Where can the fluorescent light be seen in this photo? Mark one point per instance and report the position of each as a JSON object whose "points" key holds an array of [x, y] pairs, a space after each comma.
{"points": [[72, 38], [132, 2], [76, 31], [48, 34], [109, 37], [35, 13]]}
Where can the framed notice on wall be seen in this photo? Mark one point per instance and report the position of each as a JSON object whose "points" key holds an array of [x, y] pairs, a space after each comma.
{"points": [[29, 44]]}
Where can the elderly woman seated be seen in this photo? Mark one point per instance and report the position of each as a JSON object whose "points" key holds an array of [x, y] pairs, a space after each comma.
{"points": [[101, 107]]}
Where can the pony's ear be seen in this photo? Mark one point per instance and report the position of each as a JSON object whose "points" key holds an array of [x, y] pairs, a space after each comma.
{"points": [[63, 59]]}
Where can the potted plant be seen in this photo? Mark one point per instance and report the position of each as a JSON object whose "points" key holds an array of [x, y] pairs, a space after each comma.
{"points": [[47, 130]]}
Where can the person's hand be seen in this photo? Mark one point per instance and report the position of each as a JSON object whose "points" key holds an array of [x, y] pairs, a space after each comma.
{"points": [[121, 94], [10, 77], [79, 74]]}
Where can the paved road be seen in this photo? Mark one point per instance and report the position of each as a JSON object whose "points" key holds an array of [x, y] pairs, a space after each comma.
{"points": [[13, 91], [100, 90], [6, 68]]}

---

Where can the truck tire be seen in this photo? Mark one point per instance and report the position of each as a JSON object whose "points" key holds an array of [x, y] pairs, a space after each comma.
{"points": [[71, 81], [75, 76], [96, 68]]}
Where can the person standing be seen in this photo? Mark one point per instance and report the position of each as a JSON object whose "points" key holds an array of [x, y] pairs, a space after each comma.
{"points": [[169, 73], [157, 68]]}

WHAT TO WORK ON
Find every line of the material above that contains the string "person" and copy each one in full. Case counts.

SOLUTION TO THIS EXERCISE
Where can the person's hand be seen in this photo? Mark one point per instance and report the position of each as a JSON object whose "points" key holds an array of [x, y] pairs, a space after each comma.
Where can the person standing be seen in this photo? Mark one point per instance and report the position of each as a JSON object whose "points" key holds an array of [x, y] pairs, a space after each comma.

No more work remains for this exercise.